Given that English is the lingua franca of programming code, and given that Julia is written in English, such code would be restricted to those who understand Greek and would probably be a pain for them to read, based on anecdotes I’ve seen from non-native English speakers. You’d still have to use Latin characters for keywords and defined functions anyway. Nor would any non-Greek speakers want to interact with such code.

Just because you can use Greek or Cyrillic or Chinese characters in the code doesn’t mean you should.

However, a native Greek speaker could find utility in being able to write comments and documentation in Greek for his team who all speak Greek. It is here where one can reasonably afford to write in natural language. Still, I think it is more of a “nice thing to have” than something whose absence would significantly impair productivity or comprehension. The syntax, resources, learning materials, etc. for most programming languages out there are overwhelmingly in English. To be a competent programmer, you’re almost certainly going to have to know some English.

So, it depends on what the alpha is used for, but I doubt this hypothetical Greek programmer would be seriously deprived from having to write alpha instead of α because he would most likely in all ignorance of Julia use a Latin keyboard by default when getting started with the language, as he would if learning any other commonly used language out there.

It is generally accepted that logographic languages are more difficult to learn for Western speakers. Not just Westerners, really – anyone who is not familiar with the character set. There are of course other factors here, but the writing system is certainly playing a role. I know Mandarin, so I can attest to its learning process. Pronunciation-agnosticism is just one of the many difficulties – if you forget how to write a character, you cannot use its pronunciation as a hint to write it. You have to use a dictionary every single time. It’s true that English and French have some unreliable spelling rules, but at least you have an idea of what it looks like. Maybe -ough is tough to remember, but you can still write something on the paper. With Chinese, you don’t even know where to start. You cannot learn Chinese characters without rote memorization no matter if you’re a child or an adult. (Adults will struggle with other things more, like tones.)

Point annotation dataset records:
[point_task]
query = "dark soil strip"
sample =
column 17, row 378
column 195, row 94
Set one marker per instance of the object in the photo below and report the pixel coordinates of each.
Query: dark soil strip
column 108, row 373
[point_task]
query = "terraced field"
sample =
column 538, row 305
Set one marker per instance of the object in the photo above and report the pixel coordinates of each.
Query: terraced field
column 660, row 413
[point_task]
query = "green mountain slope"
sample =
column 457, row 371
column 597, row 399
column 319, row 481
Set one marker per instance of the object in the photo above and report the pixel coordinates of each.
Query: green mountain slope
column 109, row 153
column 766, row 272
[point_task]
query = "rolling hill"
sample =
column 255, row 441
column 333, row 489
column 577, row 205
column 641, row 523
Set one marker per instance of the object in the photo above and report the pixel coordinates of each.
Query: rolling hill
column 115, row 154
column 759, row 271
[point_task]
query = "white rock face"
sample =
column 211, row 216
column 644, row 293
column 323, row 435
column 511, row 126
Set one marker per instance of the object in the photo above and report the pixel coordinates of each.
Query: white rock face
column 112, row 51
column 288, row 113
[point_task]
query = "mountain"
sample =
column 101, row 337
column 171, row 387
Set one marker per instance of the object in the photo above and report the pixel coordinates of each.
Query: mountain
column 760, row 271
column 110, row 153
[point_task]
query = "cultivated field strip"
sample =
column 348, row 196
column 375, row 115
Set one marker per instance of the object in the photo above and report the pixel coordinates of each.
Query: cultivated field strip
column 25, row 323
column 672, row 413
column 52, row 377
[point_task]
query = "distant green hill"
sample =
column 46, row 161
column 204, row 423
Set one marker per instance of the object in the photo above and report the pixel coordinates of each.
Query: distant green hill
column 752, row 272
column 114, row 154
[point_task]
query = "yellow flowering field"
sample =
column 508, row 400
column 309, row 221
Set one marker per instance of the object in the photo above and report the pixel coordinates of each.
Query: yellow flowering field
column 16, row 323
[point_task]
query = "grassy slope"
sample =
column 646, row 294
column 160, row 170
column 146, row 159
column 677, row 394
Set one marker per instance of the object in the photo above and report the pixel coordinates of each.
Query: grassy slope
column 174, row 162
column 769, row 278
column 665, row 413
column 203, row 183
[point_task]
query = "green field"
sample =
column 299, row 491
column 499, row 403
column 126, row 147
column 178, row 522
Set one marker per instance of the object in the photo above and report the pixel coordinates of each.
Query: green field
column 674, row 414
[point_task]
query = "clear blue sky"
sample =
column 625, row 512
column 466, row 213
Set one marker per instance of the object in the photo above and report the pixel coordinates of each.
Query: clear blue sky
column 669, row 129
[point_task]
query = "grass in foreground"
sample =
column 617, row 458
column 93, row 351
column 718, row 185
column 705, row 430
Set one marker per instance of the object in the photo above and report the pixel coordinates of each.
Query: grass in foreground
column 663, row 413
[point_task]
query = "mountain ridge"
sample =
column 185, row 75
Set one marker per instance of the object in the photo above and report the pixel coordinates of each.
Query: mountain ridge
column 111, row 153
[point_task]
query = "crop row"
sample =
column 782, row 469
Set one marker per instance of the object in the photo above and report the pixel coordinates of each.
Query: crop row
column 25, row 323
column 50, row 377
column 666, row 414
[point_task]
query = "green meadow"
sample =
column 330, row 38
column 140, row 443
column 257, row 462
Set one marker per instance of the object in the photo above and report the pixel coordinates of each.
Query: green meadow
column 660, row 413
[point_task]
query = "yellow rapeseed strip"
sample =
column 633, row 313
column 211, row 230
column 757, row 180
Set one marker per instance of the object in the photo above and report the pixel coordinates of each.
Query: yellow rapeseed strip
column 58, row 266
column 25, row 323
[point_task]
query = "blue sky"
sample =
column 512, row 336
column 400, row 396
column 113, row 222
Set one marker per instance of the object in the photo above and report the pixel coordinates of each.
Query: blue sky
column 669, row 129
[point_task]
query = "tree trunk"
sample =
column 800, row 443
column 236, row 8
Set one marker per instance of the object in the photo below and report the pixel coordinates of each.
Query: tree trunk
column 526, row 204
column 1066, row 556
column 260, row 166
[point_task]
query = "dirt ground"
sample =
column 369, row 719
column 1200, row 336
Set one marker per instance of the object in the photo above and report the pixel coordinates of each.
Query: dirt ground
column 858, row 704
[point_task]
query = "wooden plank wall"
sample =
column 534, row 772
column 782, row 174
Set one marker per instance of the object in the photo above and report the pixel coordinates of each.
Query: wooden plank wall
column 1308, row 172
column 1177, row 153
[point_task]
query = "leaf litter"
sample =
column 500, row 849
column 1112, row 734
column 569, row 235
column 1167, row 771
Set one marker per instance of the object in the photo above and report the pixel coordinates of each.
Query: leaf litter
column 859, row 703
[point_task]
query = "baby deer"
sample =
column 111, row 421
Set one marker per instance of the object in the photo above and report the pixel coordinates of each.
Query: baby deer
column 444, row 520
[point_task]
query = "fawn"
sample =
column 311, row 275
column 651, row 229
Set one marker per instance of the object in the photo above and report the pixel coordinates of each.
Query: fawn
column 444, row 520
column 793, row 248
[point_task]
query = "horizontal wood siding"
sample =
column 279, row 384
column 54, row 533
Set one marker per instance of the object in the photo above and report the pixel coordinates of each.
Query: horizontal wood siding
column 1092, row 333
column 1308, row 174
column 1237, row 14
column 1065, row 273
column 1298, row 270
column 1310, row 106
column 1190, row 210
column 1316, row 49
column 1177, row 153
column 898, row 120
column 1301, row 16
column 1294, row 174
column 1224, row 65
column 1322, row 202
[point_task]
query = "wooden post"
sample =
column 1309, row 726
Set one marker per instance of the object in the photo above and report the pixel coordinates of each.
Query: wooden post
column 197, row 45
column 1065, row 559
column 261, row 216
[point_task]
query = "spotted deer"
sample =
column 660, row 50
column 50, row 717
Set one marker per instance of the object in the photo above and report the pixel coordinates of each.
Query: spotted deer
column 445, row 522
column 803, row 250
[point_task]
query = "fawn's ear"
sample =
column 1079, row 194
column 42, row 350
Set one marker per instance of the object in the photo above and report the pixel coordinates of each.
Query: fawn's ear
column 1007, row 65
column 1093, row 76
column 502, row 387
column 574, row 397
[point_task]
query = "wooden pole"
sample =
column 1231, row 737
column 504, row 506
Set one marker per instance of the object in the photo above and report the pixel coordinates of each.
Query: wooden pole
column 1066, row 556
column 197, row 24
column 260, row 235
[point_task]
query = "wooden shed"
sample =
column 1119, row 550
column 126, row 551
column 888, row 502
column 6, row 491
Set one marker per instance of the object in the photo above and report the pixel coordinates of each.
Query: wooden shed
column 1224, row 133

Goals:
(a) In the forum post about writing code with non-Latin characters, which logographic language does the writer say they know?
(b) Write out the part of the forum post that opens with the words containing "Just because you" and closes with "know some English.".
These lines have no connection to the forum post.

Answer list:
(a) Mandarin.

(b)
Just because you can use Greek or Cyrillic or Chinese characters in the code doesn’t mean you should.

However, a native Greek speaker could find utility in being able to write comments and documentation in Greek for his team who all speak Greek. It is here where one can reasonably afford to write in natural language. Still, I think it is more of a “nice thing to have” than something whose absence would significantly impair productivity or comprehension. The syntax, resources, learning materials, etc. for most programming languages out there are overwhelmingly in English. To be a competent programmer, you’re almost certainly going to have to know some English.